_Фрагмент_
Беременные казачки находились на особом положении. Их не бранили, строго не наказывали, работать много не заставляли. А еще – старались с ними не спорить и не злить. И всё потому, что испытывали страх перед женщиной «с двумя душами».
Изучая донские говоры, М. Калинина в статье «Религиозно-мифологические запреты, предписания и верования в жизни казаков» пишет, что исходящую от беременных опасность связывали с особым положением женщины на сносях. В ней «присутствовали» две души – ее и не рожденного младенца. Про беременную казачку говорили – «она смерть носит», то есть вынашивает того, кто до рождения принадлежит к миру мертвых.
Как пишет С. Ткаченко в статье «Запреты в жизни донских казаков» окружающие воспринимали беременную как угрозу. Считалось: коли казачка на сносях кого проклянет, тот от проклятия не избавится, всё сказанное непременно сбудется. Поэтому и старались будущую мать не злить. Чаще всего женщины в порыве гнева проклинали так: «Чтоб ты сдох», обрекая человека на похороны без священника и без отпущения грехов. Распространенными проклятиями также были фразы: «Чтоб тебе зенки вывернуло» или «Ни дна, ни покрышки». Станичники настолько побаивались беременных, что даже отказать им в просьбах не могли. Старались выполнить всё, что готовящаяся стать матерью жена, дочь или сестра пожелает, лишь бы не рассердить.

_Строки данных_
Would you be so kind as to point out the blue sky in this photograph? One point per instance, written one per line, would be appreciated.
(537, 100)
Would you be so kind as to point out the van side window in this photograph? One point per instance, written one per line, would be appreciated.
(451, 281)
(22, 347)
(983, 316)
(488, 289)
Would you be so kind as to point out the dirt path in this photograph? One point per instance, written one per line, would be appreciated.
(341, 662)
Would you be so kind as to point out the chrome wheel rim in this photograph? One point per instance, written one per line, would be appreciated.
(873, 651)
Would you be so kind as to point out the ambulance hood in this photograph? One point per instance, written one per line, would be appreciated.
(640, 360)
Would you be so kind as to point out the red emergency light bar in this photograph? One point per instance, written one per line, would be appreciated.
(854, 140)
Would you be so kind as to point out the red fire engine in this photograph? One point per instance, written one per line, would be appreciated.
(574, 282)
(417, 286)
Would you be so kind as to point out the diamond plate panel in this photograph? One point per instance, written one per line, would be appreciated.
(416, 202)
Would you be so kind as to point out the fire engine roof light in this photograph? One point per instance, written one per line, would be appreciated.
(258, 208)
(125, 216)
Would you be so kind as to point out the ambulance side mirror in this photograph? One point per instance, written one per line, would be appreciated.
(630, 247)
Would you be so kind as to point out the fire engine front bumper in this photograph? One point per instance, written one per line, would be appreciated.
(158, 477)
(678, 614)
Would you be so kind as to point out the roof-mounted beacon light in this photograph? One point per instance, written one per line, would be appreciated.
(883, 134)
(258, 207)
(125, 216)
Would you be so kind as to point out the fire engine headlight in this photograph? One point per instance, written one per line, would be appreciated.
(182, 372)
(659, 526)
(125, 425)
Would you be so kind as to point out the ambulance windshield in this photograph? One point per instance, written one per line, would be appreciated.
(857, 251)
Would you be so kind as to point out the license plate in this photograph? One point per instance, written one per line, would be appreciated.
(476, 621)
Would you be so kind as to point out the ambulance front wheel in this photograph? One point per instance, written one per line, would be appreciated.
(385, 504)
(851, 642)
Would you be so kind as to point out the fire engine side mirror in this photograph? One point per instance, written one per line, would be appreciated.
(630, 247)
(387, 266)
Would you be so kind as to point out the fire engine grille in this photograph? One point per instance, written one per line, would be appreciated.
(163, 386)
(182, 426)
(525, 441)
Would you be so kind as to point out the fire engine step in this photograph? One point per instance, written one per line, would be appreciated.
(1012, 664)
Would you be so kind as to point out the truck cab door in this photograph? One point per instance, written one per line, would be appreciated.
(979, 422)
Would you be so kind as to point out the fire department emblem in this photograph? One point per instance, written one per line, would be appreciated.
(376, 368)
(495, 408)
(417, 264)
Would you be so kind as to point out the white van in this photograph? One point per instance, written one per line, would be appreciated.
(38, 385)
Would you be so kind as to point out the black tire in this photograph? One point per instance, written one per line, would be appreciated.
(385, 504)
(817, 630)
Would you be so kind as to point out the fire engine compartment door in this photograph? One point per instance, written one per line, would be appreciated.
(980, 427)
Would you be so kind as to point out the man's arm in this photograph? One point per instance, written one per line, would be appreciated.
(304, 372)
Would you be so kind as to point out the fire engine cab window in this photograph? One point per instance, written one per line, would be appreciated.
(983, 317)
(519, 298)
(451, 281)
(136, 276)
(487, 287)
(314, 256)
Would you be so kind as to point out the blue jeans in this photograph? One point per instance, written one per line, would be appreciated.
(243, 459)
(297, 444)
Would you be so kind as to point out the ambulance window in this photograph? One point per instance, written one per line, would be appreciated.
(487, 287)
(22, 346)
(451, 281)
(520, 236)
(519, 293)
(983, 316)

_Что нужно сделать_
Отредактируйте фрагмент о беременных казачках, начиная со слов «Изучая донские говоры, М.» и продолжая до слов «к миру мертвых.». Замените в нем «младенца» на «ребенка».

_Результат ниже_
Изучая донские говоры, М. Калинина в статье «Религиозно-мифологические запреты, предписания и верования в жизни казаков» пишет, что исходящую от беременных опасность связывали с особым положением женщины на сносях. В ней «присутствовали» две души – ее и не рожденного ребенка. Про беременную казачку говорили – «она смерть носит», то есть вынашивает того, кто до рождения принадлежит к миру мертвых.